■ **Source text**
Monday, September 28, 2015

WILD ROADS - a New Zealand Journey

WILD ROADS - a New Zealand Journey
Bruce Ansley - Random House - $50.00

Take an epic journey along New Zealand's most dangerous, infamous, remote and remarkable roads.

From spectacular coastal highways to frightening alpine passes, back-country bullies to treasured pathways, these are the roads that dictate the terms of everyday life in New Zealand. Wild Roads features 60 of our wildest routes — sometimes a pleasure to drive, other times unpredictable, exposed and treacherous . . .

As the author says, this is not a guide, or a history. It is a story of New Zealand roads and, through them, other stories which show that we're a nation of contrasts. The roads have been chosen not just because they are wild, but because they are wildly beautiful, or lonely, or interesting. The author has driven over them all —most are accessible by the average car, with only a few demanding something more rugged.

Become a tourist in this nation of remarkable wild roads, taking the more indirect and mysterious routes — the high roads, long and winding roads, slow roads, low roads, by-roads, roads to somewhere and roads to nowhere 

About the author:

Wild Roads: A New Zealand Journey, an epic drive around New Zealand's most dangerous, infamous, remote and remarkable roads, is Bruce Ansley's eighth book. His last book Coast: A New Zealand Journey, with photographer Jane Ussher, won best illustrated non-fiction book at the New Zealand Post Book Awards in 2014.

■ **Exercise**
According to the Wild Roads book notice, how many routes does the book feature?

■ **Data block**

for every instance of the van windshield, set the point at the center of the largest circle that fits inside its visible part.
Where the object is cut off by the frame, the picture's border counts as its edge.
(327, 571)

■ **Result below**
60